Pointing dataset excerpts:

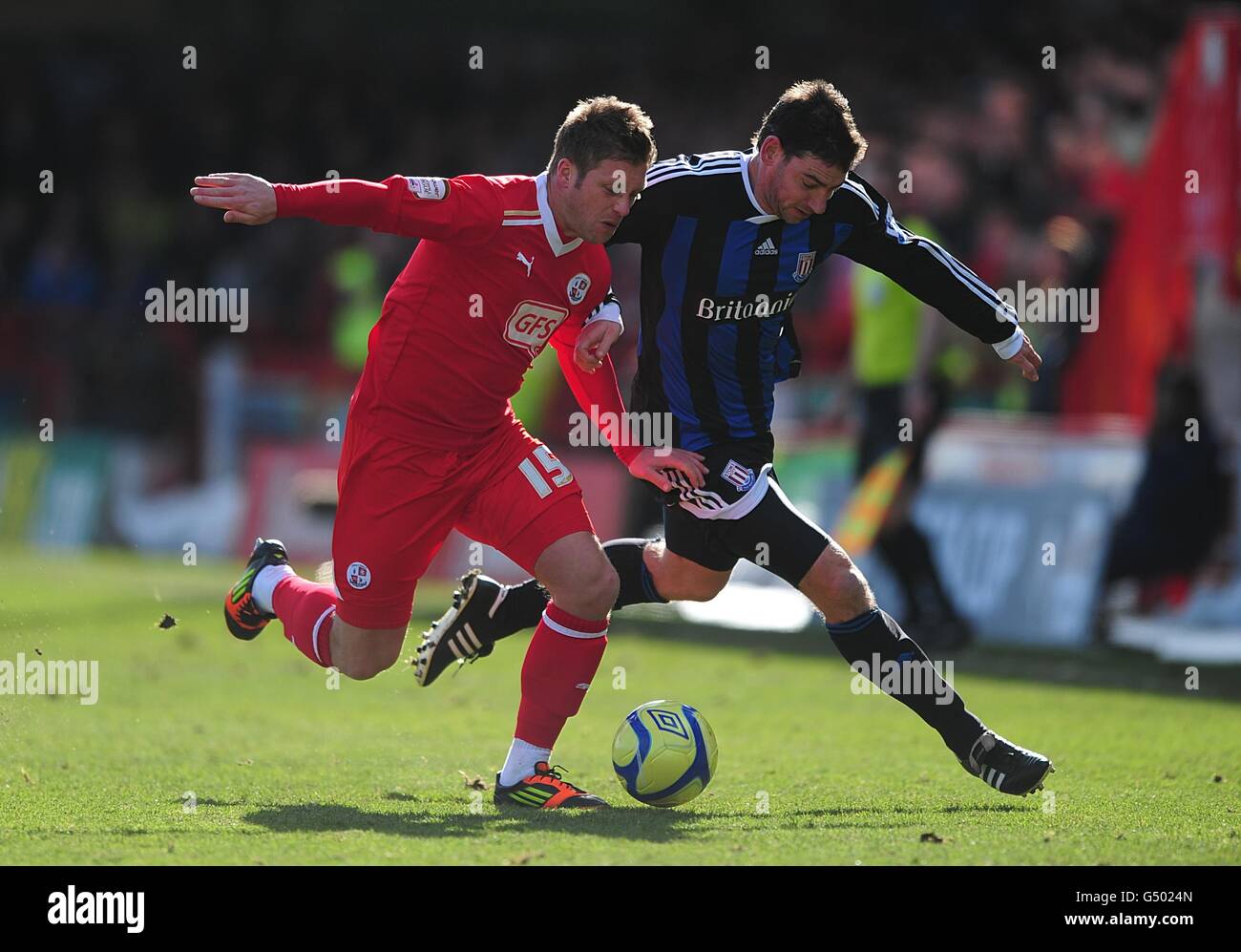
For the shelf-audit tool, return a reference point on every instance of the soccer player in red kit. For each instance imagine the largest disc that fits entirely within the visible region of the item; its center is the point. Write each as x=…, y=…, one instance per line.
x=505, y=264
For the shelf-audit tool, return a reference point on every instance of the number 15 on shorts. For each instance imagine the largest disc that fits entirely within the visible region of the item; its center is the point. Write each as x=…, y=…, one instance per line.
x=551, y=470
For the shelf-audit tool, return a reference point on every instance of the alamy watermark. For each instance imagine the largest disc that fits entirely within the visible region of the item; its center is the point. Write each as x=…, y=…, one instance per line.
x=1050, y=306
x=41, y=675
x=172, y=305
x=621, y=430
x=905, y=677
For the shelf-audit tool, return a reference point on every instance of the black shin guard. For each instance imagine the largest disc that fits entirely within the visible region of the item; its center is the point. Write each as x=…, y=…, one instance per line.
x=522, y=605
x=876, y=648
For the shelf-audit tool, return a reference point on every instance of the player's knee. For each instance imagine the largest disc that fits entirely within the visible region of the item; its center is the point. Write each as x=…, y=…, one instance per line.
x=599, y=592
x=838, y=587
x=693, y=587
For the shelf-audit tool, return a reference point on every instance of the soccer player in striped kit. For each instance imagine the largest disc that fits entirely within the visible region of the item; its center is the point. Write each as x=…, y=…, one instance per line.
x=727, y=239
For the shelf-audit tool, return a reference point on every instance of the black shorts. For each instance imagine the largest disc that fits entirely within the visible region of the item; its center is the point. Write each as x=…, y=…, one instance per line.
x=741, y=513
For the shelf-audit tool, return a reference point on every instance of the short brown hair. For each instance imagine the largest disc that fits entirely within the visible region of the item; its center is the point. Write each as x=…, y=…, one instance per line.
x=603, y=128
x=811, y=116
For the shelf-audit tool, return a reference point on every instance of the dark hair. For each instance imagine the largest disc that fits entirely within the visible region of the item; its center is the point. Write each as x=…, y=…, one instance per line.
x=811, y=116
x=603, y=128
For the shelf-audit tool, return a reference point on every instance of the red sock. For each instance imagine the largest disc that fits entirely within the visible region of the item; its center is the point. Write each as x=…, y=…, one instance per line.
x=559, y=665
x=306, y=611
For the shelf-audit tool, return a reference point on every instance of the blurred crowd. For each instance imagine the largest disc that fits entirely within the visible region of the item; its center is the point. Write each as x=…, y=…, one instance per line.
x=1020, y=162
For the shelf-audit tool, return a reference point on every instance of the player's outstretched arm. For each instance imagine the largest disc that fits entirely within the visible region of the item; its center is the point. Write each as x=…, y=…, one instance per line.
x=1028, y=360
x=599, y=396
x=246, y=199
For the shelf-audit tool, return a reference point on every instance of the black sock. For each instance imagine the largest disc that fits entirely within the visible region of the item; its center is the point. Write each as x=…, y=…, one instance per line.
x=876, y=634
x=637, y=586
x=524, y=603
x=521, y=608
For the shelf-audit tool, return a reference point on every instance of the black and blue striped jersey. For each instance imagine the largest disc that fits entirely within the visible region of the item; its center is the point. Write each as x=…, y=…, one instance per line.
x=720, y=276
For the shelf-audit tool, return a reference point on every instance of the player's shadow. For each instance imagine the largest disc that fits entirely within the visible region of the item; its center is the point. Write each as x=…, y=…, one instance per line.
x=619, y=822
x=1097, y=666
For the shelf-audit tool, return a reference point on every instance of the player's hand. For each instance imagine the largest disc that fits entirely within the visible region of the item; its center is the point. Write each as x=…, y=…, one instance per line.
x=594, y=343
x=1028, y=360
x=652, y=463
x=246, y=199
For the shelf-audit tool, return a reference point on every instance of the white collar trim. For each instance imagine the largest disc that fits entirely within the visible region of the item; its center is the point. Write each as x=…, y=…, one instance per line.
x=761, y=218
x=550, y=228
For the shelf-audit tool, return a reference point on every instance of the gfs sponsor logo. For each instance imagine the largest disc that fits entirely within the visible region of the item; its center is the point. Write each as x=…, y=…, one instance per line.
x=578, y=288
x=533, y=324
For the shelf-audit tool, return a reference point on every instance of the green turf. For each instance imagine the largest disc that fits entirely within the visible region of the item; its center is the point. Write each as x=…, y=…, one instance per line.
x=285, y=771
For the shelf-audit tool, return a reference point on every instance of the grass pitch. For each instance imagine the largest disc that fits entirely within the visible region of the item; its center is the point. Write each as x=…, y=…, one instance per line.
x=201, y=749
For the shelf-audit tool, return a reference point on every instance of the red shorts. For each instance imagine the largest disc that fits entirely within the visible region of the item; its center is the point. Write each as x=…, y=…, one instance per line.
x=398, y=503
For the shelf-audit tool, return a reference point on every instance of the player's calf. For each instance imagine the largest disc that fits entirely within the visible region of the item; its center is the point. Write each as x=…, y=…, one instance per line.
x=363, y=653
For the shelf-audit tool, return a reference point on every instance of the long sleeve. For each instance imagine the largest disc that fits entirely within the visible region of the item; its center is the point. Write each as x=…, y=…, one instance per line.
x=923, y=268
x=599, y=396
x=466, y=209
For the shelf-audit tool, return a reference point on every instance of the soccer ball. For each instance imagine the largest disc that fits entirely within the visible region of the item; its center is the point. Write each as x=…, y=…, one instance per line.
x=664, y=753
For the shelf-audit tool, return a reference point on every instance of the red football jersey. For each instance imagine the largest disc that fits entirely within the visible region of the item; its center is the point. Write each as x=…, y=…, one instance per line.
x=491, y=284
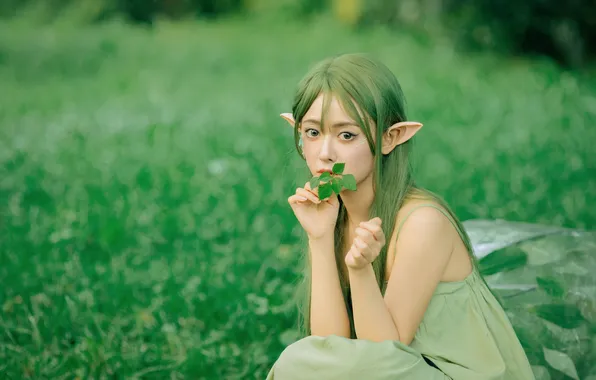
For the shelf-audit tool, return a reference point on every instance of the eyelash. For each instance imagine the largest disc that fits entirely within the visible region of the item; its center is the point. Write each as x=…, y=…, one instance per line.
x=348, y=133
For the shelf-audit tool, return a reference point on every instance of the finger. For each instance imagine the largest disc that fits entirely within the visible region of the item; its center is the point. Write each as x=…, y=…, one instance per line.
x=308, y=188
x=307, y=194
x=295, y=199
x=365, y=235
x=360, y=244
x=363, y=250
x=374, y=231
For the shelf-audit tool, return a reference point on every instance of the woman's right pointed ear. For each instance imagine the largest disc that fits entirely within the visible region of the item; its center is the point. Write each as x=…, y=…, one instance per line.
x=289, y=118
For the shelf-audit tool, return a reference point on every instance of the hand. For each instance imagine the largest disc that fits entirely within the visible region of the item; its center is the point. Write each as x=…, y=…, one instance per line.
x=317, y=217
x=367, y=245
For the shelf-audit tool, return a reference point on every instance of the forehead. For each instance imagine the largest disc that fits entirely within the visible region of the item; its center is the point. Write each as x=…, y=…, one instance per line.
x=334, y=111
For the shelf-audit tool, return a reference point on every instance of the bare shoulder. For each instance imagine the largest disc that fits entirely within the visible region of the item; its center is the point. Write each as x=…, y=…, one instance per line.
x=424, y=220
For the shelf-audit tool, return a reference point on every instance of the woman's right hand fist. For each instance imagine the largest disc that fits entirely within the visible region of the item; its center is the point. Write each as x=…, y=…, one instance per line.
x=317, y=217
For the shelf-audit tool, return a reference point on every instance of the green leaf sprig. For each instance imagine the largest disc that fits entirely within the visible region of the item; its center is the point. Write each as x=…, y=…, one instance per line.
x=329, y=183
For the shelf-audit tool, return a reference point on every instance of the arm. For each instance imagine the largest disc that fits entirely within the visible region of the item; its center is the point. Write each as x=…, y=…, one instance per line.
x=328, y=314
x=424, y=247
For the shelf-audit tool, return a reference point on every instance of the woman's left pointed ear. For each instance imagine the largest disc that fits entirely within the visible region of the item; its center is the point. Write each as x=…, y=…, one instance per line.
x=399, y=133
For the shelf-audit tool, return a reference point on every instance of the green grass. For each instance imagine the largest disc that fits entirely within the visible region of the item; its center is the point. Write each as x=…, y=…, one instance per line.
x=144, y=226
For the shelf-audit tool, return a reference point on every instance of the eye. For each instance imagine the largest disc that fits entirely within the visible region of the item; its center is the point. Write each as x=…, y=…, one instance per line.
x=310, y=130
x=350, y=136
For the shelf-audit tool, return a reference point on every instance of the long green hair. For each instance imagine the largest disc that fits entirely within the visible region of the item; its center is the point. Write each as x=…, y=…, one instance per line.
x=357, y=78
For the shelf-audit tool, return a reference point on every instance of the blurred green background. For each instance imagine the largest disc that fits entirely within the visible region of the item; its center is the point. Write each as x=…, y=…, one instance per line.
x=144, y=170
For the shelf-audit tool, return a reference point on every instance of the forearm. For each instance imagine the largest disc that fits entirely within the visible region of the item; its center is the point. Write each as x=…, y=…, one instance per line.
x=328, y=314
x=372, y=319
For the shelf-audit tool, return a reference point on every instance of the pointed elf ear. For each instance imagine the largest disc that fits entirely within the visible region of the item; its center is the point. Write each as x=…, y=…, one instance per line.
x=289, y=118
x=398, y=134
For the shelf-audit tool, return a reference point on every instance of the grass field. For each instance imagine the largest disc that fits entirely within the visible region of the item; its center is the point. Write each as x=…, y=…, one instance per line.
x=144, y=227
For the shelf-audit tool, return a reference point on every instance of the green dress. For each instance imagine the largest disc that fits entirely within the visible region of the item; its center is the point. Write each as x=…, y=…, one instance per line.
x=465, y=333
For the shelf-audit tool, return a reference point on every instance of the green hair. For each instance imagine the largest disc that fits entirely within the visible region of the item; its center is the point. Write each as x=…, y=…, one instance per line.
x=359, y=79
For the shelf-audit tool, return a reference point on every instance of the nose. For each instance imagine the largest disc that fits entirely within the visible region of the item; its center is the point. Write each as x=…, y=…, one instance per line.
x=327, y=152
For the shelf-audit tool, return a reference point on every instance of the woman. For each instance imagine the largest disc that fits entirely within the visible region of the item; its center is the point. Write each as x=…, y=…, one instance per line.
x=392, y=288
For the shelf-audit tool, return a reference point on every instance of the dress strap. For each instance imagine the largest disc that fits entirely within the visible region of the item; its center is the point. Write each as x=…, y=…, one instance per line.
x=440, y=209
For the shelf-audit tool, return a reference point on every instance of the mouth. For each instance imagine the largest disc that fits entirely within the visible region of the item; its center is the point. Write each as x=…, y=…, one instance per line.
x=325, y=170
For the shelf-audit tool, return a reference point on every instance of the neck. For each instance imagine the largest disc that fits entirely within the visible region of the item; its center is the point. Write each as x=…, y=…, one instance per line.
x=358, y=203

Goal >> Rewrite the stretch from the line containing "of the neck." through the end of the items, substituting "throat" for "neck" and changing nothing else.

Output >>
For the shelf-audit tool, return a reference point on every instance of the throat. For each instance imagine the largest disc that fits entirely within the visible region of the item; its center is the point. Write each as x=…, y=…, one instance per line.
x=358, y=203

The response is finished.